Stated exercise. List every line in the listing below that contains the string "petal". Treat uppercase and lowercase letters as different.

Task inputs.
----------
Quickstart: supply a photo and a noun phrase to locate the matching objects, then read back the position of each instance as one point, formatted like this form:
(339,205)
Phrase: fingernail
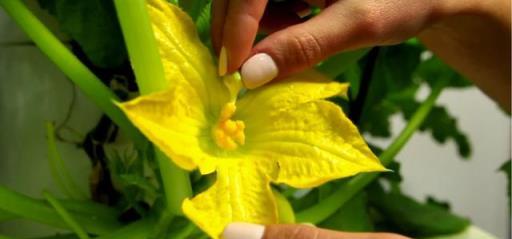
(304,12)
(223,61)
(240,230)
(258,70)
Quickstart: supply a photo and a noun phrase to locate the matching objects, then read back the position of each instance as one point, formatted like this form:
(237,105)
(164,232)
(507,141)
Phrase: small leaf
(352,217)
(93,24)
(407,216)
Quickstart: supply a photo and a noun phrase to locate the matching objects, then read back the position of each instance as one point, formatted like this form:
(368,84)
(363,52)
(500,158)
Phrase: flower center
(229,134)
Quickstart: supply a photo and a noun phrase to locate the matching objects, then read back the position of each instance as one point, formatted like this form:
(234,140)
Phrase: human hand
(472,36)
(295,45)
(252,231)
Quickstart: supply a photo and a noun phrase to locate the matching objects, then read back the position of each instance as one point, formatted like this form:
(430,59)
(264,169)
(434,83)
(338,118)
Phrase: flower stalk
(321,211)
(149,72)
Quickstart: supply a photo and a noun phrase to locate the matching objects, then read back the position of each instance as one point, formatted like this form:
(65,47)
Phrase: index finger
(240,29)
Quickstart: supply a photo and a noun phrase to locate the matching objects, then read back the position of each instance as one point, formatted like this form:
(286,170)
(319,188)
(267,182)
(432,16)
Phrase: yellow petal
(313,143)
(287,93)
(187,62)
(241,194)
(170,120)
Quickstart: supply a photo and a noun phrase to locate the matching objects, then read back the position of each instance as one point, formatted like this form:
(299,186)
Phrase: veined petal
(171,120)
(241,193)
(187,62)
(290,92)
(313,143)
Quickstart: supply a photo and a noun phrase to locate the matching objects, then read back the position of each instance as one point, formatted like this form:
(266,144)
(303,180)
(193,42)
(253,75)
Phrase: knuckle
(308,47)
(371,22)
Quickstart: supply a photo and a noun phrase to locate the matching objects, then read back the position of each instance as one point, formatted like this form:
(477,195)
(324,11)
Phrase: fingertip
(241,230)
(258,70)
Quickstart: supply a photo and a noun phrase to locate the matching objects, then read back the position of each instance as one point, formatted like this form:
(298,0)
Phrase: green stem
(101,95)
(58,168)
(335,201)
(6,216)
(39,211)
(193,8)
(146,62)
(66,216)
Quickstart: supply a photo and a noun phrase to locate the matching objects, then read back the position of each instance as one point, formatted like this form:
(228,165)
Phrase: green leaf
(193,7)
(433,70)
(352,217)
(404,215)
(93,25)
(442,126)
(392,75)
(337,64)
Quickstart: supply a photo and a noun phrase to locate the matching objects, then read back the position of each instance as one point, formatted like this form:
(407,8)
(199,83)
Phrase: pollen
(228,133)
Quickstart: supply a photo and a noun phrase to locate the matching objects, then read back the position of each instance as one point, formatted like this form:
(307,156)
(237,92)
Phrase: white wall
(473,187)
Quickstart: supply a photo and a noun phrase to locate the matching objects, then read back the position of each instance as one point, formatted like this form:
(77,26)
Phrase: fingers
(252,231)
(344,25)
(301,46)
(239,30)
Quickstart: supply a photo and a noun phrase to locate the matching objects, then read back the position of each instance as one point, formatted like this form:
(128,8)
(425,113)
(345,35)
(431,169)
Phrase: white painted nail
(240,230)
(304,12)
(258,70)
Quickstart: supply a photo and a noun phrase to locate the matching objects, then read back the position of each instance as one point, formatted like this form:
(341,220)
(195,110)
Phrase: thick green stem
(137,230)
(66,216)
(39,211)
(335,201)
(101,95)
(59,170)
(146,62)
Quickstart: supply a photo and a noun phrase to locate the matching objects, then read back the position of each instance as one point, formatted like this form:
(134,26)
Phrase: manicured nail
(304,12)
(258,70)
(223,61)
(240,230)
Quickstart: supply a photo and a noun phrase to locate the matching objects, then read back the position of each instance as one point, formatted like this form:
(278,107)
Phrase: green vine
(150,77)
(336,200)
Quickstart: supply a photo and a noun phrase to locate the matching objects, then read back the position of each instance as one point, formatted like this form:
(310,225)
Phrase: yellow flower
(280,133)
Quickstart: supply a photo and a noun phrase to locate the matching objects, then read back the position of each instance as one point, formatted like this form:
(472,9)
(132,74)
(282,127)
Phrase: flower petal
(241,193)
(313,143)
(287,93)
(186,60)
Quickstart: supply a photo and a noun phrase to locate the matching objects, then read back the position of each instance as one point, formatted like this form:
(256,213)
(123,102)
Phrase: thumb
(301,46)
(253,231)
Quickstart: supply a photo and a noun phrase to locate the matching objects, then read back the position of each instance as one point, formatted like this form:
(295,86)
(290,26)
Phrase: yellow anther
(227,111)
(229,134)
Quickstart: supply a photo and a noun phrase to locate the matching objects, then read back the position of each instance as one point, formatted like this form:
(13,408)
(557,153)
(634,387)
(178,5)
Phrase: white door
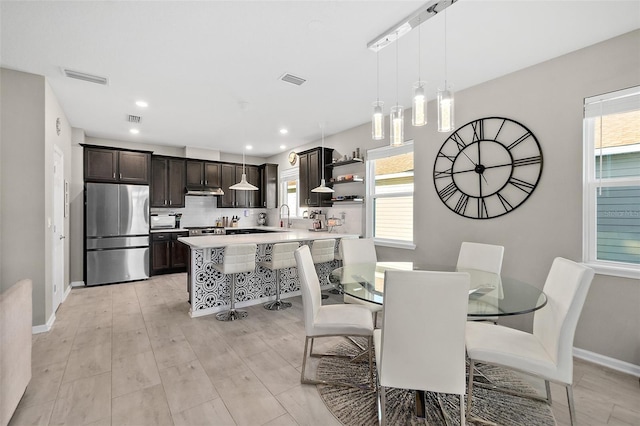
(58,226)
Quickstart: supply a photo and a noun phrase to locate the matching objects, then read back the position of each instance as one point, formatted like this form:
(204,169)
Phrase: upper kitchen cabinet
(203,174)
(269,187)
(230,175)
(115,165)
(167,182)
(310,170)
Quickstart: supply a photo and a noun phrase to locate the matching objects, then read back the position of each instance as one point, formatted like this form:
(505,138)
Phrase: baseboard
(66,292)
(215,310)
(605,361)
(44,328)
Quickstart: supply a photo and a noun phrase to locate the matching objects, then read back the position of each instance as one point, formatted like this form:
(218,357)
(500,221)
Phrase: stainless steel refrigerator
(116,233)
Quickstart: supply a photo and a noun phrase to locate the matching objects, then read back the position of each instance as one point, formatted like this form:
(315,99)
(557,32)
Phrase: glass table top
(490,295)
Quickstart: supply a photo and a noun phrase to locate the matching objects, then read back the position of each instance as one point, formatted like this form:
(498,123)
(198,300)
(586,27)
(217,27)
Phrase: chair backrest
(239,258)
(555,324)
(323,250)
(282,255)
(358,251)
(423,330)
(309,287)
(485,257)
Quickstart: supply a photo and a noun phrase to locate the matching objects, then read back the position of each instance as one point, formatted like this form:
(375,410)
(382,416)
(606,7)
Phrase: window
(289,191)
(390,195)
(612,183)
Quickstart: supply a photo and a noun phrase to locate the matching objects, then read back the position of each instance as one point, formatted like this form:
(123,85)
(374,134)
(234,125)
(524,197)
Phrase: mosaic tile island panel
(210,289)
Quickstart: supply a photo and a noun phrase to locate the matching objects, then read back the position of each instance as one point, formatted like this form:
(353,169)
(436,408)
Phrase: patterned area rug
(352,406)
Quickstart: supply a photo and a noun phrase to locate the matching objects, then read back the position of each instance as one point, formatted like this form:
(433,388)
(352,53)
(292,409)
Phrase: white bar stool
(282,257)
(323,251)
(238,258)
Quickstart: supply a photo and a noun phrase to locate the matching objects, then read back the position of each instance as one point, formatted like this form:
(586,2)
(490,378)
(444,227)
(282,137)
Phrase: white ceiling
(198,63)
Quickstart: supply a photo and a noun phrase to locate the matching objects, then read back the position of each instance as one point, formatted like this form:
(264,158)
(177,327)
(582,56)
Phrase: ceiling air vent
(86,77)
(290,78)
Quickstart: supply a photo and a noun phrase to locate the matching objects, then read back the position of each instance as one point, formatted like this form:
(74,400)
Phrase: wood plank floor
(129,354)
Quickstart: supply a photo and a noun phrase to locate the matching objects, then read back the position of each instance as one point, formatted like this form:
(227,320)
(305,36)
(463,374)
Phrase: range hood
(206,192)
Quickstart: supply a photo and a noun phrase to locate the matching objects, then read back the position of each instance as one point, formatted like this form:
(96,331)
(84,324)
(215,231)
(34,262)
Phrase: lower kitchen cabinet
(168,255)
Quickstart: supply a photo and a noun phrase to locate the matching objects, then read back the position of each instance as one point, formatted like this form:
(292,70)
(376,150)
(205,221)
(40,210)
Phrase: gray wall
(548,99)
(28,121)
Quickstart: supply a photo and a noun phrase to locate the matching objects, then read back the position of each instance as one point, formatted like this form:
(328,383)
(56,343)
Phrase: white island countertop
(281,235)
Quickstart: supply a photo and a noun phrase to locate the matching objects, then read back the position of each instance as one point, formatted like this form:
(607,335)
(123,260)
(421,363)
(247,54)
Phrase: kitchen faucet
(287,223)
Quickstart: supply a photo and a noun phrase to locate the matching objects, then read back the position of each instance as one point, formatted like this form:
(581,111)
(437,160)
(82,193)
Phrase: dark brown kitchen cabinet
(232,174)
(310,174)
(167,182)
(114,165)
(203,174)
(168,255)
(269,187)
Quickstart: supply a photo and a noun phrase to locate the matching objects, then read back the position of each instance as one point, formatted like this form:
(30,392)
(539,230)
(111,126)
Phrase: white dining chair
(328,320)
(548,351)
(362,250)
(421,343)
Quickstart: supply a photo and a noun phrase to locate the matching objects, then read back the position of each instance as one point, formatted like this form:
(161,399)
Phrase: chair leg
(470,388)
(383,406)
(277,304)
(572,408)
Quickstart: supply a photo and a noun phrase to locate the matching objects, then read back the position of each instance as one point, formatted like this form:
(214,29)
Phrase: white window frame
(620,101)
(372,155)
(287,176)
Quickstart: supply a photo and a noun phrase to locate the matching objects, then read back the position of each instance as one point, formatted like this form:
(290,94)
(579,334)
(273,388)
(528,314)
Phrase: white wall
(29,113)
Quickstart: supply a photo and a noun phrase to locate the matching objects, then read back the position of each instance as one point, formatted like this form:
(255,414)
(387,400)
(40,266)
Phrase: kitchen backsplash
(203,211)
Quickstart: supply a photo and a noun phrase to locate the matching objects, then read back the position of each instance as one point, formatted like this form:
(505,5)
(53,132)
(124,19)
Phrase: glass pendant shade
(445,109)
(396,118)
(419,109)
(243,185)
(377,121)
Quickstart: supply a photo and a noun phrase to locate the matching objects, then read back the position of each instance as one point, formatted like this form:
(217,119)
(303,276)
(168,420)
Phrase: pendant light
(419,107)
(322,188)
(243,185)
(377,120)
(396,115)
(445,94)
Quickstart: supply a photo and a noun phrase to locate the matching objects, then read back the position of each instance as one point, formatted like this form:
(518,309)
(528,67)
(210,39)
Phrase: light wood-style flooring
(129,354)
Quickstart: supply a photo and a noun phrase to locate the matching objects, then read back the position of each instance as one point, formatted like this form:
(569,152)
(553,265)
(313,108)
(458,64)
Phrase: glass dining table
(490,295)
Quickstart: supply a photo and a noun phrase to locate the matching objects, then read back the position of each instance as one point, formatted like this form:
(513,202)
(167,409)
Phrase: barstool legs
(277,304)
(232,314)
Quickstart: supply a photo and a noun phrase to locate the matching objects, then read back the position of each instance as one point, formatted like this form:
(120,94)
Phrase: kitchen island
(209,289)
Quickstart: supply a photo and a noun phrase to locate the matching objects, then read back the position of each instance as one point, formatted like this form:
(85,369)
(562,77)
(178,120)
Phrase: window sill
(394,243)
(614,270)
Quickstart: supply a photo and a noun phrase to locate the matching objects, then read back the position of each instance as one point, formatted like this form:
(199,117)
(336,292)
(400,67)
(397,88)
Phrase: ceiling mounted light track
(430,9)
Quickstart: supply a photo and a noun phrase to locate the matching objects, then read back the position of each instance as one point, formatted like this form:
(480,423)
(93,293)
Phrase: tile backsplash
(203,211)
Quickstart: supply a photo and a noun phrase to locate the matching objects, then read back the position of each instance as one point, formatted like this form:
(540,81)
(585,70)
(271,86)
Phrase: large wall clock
----------
Answer to this problem.
Phrase: yellow petal
Phrase: veined petal
Phrase: flower petal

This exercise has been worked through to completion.